## Work task 1
In the research summary on prompting generative AI, what is the name of the feedback system in which the authors instantiated Prompt Middleware?
## Work task 2
Carry on writing the research summary about Prompt Middleware, starting after its last sentence.

## Passage for review
━━━━━━
🔬 Research Summary by Dr. Stephen MacNeil, an Assistant Professor of Computer and Information Sciences at Temple University, where he directs the HCI Lab. His work focuses on democratizing access to expertise and expert processes so that anyone can design software, products, and policies that affect them. His recent work has focused on how generative AI models can be used to facilitate learning, effective problem-solving, and creativity across diverse communities.
[Original paper by Stephen MacNeil, Andrew Tran, Joanne Kim, Ziheng Huang, Seth Bernstein, and Dan Mogil]
Overview: Generative AI models, like ChatGPT, have facilitated widespread access to advanced AI assistants for individuals lacking AI expertise. Yet, a persistent challenge remains: the absence of essential domain knowledge required to effectively instruct these agents and to skillfully elicit good responses through the “art” of prompt engineering. This work explores the question of how interfaces can best convey expert practices to users when using generative AI models.
Introduction
How can domain expertise be used to guide the prompting of generative AI?
Large Language Models (LLMs) are a recent advancement in natural language processing. This form of generative AI is capable of producing high-quality text based on natural language instructions, called “prompts.” However, crafting high-quality prompts is challenging, and currently, it is as much an art as it is a science.
To facilitate the creation of high-quality prompts, the PromptMaker system from Google Research guided users to generate prompts for few-shot learning by guiding non-experts through the process of articulating examples. A great first step in teaching non-experts the art of prompting, but ultimately, there is more to getting good responses from an LLM than generating “well-structured” prompts. Crucially, it is critical for users to know what models can do and what they should do.
As an example, consider the generative art model Midjourney. Based on a text prompt, it can generate artistic images that can mimic the styles of artists and photographers. However, individuals not well-versed in artistic nuances might grapple with the intricacies of designating particular artistic styles or contemplating essential elements such as framing, color palette, lighting, and focal points. When aiming for photo-realistic results, it is often necessary to specify the pixel resolution or even the camera aperture within the prompt. These considerations encompass more than mere prompt structuring; they encapsulate insights that seasoned artists inherently possess. This was the goal of our project: to integrate these expert decisions explicitly as interface affordances.
In our work, we explored how a user interface can communicate to non-experts the key considerations that guide domain experts. We introduce the concept of “Prompt Middleware,” which is a technique to communicate LLM capabilities through interface affordances such as buttons and drop-down menus. We instantiated this approach in a feedback system called FeedbackBuffet. This system exposes best practices in articulating feedback requests through interface affordances and assembles prompts using a template-based approach.
━━━━━━
## Supplied material
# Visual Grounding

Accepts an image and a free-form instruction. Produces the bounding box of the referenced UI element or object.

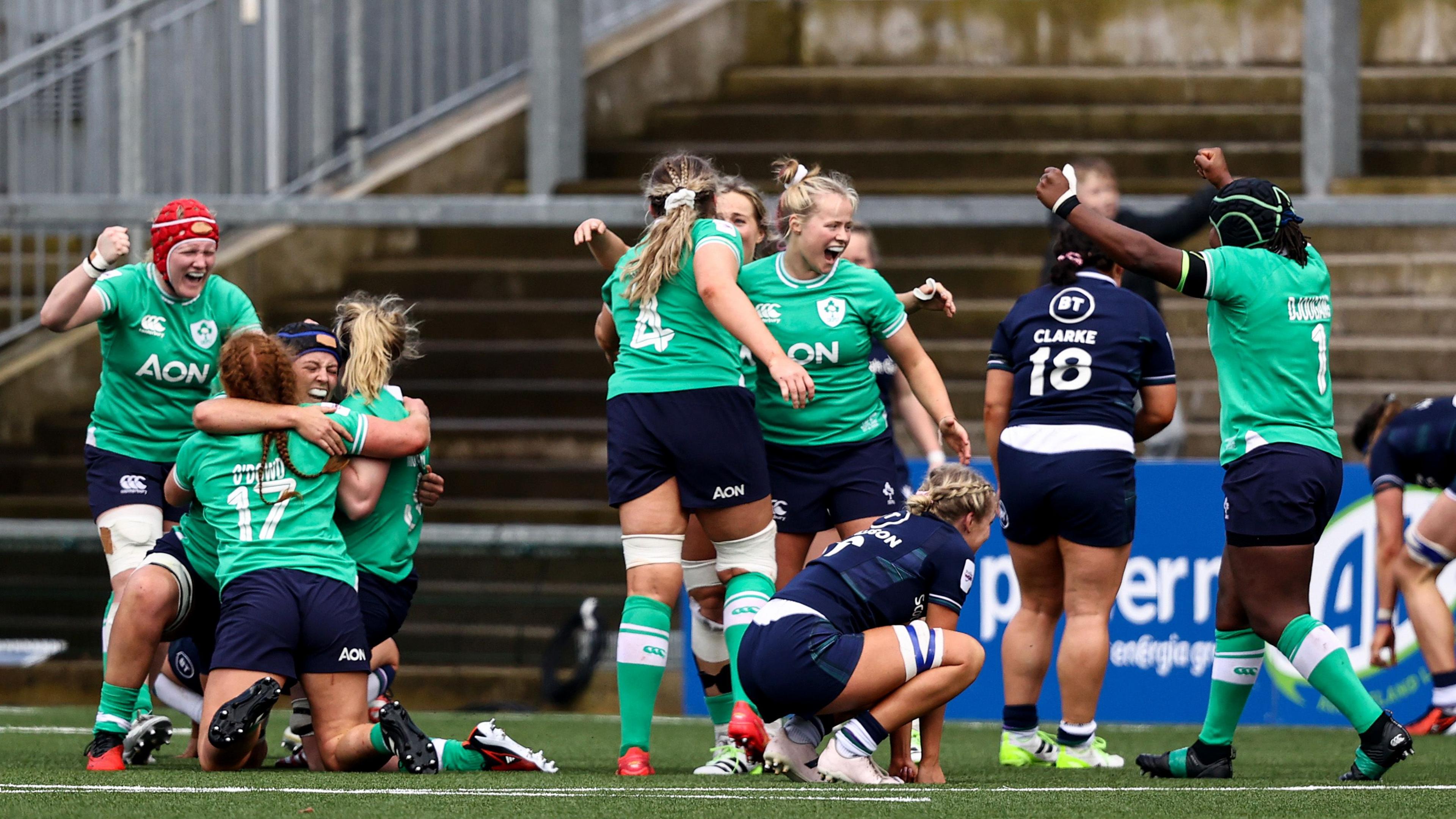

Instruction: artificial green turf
[0,708,1456,819]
━━━━━━
## Response box 1
FeedbackBuffet

## Response box 2
Key Insights
As LLMs become more widely used, we must consider how we educate people to use them effectively. Our research contributes to a growing body of work that is exploring how user interfaces can guide non-experts to devise high-quality prompts. Recent work at Google has focused on making it easier to develop few-shot learning prompts. However, two crucial challenges remain 1) techniques to scaffold domain expertise into the prompting process and 2) directly integrating LLMs into user interfaces. We propose Prompt Middleware as a framework for achieving these two goals by mapping options in the UI to generate prompts for an LLM. Prompt Middleware acts as a middle layer between the LLM and the UI while also embedding domain expertise into the prompting process. The UI abstracts away the complexity of the prompts and separates concerns between a user completing their tasks and the prompts that might guide LLMs to help them in those tasks.
The example shown in Figure 1 demonstrates how a simple button or drop-down menu can encode expert design considerations into the interface. This surfaces for the user the critical design decisions to facilitate design work. Prompt Middleware is the process by which templates are used to map those considerations to effective prompts. We demonstrated this vision with FeedbackBuffet, an intelligent writing assistant that automatically generates feedback based on text input. UI options offer users relevant feedback as “menu options” to guide users to articulate their feedback requests. These options are combined using a template to form a prompt for GPT-3. The template integrates best practices of feedback design and cues the feedback seeker to consider the qualities of good feedback. As future work, we are already evaluating the FeedbackBuffet system to understand how much agency and guidance people want when requesting feedback. We hypothesize that experts may want convenient buttons to quickly rephrase or critique their writing, while non-experts may be more interested in exploring the menu of options.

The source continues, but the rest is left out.